■ Ensemble de consignes
1. Modifiez le passage sur le traité de Bjoerkoe : reproduisez-le de « Depuis que le » jusqu'à « un ennemi quelconque. » inclus, en remplaçant « alliance défensive » par « entente défensive ».
2. Reprenez le passage sur le traité de Bjoerkoe à l'endroit où il s'arrête et poursuivez-en la rédaction.

■ Passage fourni
■ ■ ■ ■ ■ ■ ■

A défaut de la lettre du comte Lamsdorf, citons ici les termes employés par M. Isvolsky dans l’interview publiée par le Temps :

« Guillaume II présenta au Tsar un traité d’alliance défensive entre V Allemagne et la Russie. Ce traité était expressément dirigé contre la Grande-Bretagne. Il prévoyait l’adhésion de la République française et il attribuait à la Russie le rôle d’amener son alliée à se joindre aux deux empires. »

Depuis que le Temps publia ces lignes, les bolcheviks russes ont publié le texte même du traité secret de Bjoerkoe. Voici ce texte, tel qu’il a paru dans l’Excelsior du 31 décembre 1917 :

« Leurs Majestés impériales l’empereur de toutes les Russies, d’un côté, et l’empereur d’Allemagne, de l’autre côté, pour assurer la paix de l’Europe, se sont mis d’accord sur les points suivans du traité ci-après relatif à une alliance défensive :

« Article premier. — Si un État européen quelconque attaque l’un des deux empires, la partie alliée s’engage à aider son cocontractant par toutes ses forces de terre et de mer.

« Art. 2. — Les hautes parties contractantes s’engagent à ne pas conclure de paix séparée avec un ennemi quelconque.

« Art. 3. — Le présent traité entre en vigueur au moment de la conclusion de la paix entre la Russie et le Japon et doit être dénoncé avec un préavis d’un an.

« Art. 4. — Ce traité étant entré en vigueur, la Russie entreprendra les démarches nécessaires pour le faire connaître à la France et proposer à celle-ci d’y adhérer comme alliée.

Signé : NICOLAS. GUILLAUME.

Contre-signé : VON CZIRSKI (sic), comte BENCKENDORF [1],

Le ministre de la Marine, BIRILEFF. »

■ ■ ■ ■ ■ ■ ■

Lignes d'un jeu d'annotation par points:
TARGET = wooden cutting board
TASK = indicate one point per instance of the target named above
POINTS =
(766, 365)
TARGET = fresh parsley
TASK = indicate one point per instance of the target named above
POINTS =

■ ■ ■ ■ ■ ■ ■

■ Réponses par consigne
1.
Depuis que le Temps publia ces lignes, les bolcheviks russes ont publié le texte même du traité secret de Bjoerkoe. Voici ce texte, tel qu’il a paru dans l’Excelsior du 31 décembre 1917 :

« Leurs Majestés impériales l’empereur de toutes les Russies, d’un côté, et l’empereur d’Allemagne, de l’autre côté, pour assurer la paix de l’Europe, se sont mis d’accord sur les points suivans du traité ci-après relatif à une entente défensive :

« Article premier. — Si un État européen quelconque attaque l’un des deux empires, la partie alliée s’engage à aider son cocontractant par toutes ses forces de terre et de mer.

« Art. 2. — Les hautes parties contractantes s’engagent à ne pas conclure de paix séparée avec un ennemi quelconque.

2.
  1. Le comte Benckendorff, qui aurait contresigné à côté de von Tschirschky et de l’amiral Birileff le texte du traité, n’était autre que le frère unique de l’ambassadeur de Russie à Londres. Le comte Paulin Benckendorff, alors maréchal, plus tard grand maréchal de la cour russe, ne s’était jamais occupé de politique. Type accompli d’aide de camp fidèle de l’Empereur, il a toujours joui de la réputation d’un parfait gentleman ; il avait l’extérieur, les manières et la mentalité d’un aristocrate autrichien, d’un Croy qu’il était du côté de sa mère. Lui et son beau-fils, le prince Basile Dolgorouky, ont été dans ces derniers temps les seules personnes de l’entourage immédiat de Nicolas II qui partagèrent volontairement la captivité de l’Empereur à Tsarskoé-Selo.
    Il est très possible que le comte Paulin Benckendorff ait contresigné le texte du traité sans même en avoir pris connaissance. Mais même s’il l’avait connu, il n’en aurait jamais soufflé mot à son frère l’ambassadeur, avec lequel il était pourtant dans les meilleurs termes; sa parfaite correction l’en eût empêché.